— Begin Extracted information —
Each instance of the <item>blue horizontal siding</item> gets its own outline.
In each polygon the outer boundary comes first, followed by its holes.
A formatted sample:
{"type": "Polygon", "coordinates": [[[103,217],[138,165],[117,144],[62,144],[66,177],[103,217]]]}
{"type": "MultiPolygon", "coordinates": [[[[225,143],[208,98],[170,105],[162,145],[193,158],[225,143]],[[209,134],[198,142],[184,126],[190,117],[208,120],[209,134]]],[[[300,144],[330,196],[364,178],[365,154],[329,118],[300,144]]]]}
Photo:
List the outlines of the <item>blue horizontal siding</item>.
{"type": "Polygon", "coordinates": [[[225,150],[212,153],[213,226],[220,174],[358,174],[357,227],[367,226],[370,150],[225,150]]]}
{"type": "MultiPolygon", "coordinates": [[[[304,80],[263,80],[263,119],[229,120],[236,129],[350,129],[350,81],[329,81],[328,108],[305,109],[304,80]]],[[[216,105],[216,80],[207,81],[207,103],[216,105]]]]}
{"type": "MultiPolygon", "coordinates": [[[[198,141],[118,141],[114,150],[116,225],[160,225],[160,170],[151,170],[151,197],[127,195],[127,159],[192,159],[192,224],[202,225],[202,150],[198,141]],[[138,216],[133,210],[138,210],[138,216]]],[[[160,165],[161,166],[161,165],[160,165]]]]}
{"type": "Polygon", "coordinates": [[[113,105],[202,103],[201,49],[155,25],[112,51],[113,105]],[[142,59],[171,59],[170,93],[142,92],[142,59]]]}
— End Extracted information —
- **Directions for this task**
Please copy the data word for word, from its very start through the line with "List the outlines", including that line.

- **Result of this task**
Each instance of the <item>blue horizontal siding</item> gets its own outline.
In each polygon the outer boundary comes first, followed by its holes.
A formatted sample:
{"type": "Polygon", "coordinates": [[[103,217],[138,165],[117,144],[62,144],[66,177],[103,217]]]}
{"type": "MultiPolygon", "coordinates": [[[[225,143],[208,98],[170,105],[162,145],[193,158],[225,143]],[[209,134],[198,142],[184,126],[190,117],[208,120],[209,134]]],[[[300,144],[330,196],[364,178],[365,154],[329,118],[300,144]]]]}
Photo:
List the outlines of the <item>blue horizontal siding</item>.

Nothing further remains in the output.